--- Instruksi Tertulis 1 ---
Susun baris-baris catatan di bawah menjadi daftar bernomor tanpa baris kosong. Mulailah dari baris yang memuat "Find the empty" dan lanjutkan sampai baris terakhir catatan, keduanya ikut dimasukkan.

___ Kutipan Teks

Oleh: Maria Pakpahan*
Cerita rakyat yang tersohor dari Sumatra Barat saat saya masih anak-anak, dan bisa jadi saya duga masih dikenal generasi Z atau millennial. Cerita soal bagaimana seorang anak laki-laki yang durhaka terhadap ibunya, dan bersikap melukai hati sang ibu hingga akhirnya terkena kutuk akibat perilaku, membalas air susu dengan air tuba. Singkatnya demikian cerita si Malinkundang ini.
Mengapa tiba-tiba cerita ini terlintas di benak saya, karena ada faktor pemicu berita bagaimana ada partai politik yang konon pangsa kader yang diincar adalah kelompok anak muda di Indonesia. Walaupun sesungguhnya ya, lebih ke early middle age juga kalau dilihat pengurusnya, bahkan ada yang sudah masuk middle age memakai ukuran terbaru soal spektrum usia, berdasarkan kategori PBB dan bisa diceck sendiri, usia ketua Dewan Pembina dan pengurus partai 'Anak Muda'.
Ya sekedar branding, slogan dan belum tentu isinya mencerminkan jiwa muda, semangat kaum muda. Apakah kaum muda generasi Z dan juga millennial akan berselera dengan partai yang closed circuit, banyak hal ditentukan dan bisa dianulir oleh dewan pembina dan ketuanya tersebut? Justru suatu sikap kolot dan feodal. Lebih feodal dari perusahaan publik karena di perusahaan saja ada rapat pemegang saham dan ada mekanime yang lebih demokratis dibanding partai ini.

______

--- Instruksi Tertulis 2 ---
Teruskan opini tentang partai politik 'Anak Muda' di atas, mulai setelah kalimat terakhirnya.

___ Bahan Tersedia

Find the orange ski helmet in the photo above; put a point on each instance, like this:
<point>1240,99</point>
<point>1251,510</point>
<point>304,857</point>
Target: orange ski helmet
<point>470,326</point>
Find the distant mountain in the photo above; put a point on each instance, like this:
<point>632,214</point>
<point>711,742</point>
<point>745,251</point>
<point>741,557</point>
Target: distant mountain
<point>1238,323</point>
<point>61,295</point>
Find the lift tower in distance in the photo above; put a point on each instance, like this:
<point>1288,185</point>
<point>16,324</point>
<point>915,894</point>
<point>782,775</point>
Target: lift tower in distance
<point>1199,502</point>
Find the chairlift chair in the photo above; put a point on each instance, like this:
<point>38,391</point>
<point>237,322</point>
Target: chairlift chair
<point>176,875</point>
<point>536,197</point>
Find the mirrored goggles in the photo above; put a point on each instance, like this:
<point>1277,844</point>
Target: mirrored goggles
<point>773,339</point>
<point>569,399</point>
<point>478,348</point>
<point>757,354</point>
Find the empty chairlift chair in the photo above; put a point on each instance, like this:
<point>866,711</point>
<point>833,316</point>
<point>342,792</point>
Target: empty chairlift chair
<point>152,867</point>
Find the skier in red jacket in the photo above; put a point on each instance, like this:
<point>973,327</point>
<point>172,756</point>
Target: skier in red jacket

______

--- Jawaban Tugas 1 ---
1. Find the empty chairlift chair in the photo above; put a point on each instance, like this:
2. <point>866,711</point>
3. <point>833,316</point>
4. <point>342,792</point>
5. Target: empty chairlift chair
6. <point>152,867</point>
7. Find the skier in red jacket in the photo above; put a point on each instance, like this:
8. <point>973,327</point>
9. <point>172,756</point>
10. Target: skier in red jacket

--- Jawaban Tugas 2 ---
Kembali ke Malinkundang, bisa dilihat sendiri bagaimana perjalanan politik Presiden Joko Widodo dari Solo ke Jakarta hingga kemudian menjadi Capres di 2014 dan kemudian menang, memimpin Republik Indonesia dua periode. Lewat mesin politik PDI Perjuangan dan pendukungnya. Serta jangan sekali kali dilupakan, jangan pikun atau belagak pilon juga siapa lawan politik dalam kompetisi, di Pemilu 2014 and 2019 lalu.
Bisa dibilang dan tak dapat dipungkiri PDI Perjuangan adalah ibu politik Joko Widodo alias Jokowi. Jika belakangan ini sosok ini berkomentar bahwa putra bungsunya yang mendadak bukan saja masuk PSI tetapi juga dalam hitungan hari menjadi ketua umumnya, tentu membuat publik bertanya-tanya. Selorohan bahwa, kalaupun saya kasih tahu pasti tetap akan dijalankan, karena begitulah anak-anak saya, tidak juga merupakan apologi yang serta merta diterima publik dan juga netizen.
Dari selorohan di atas justru menunjukkan, ya memang ada pembiaran bahkan tidak ada upaya mensarankan agar putranya menahan diri misalnya. Sungguh upaya ngeles yang teraborsi dalam selorohan ini sendiri.Sejarah akan membuktikan ini.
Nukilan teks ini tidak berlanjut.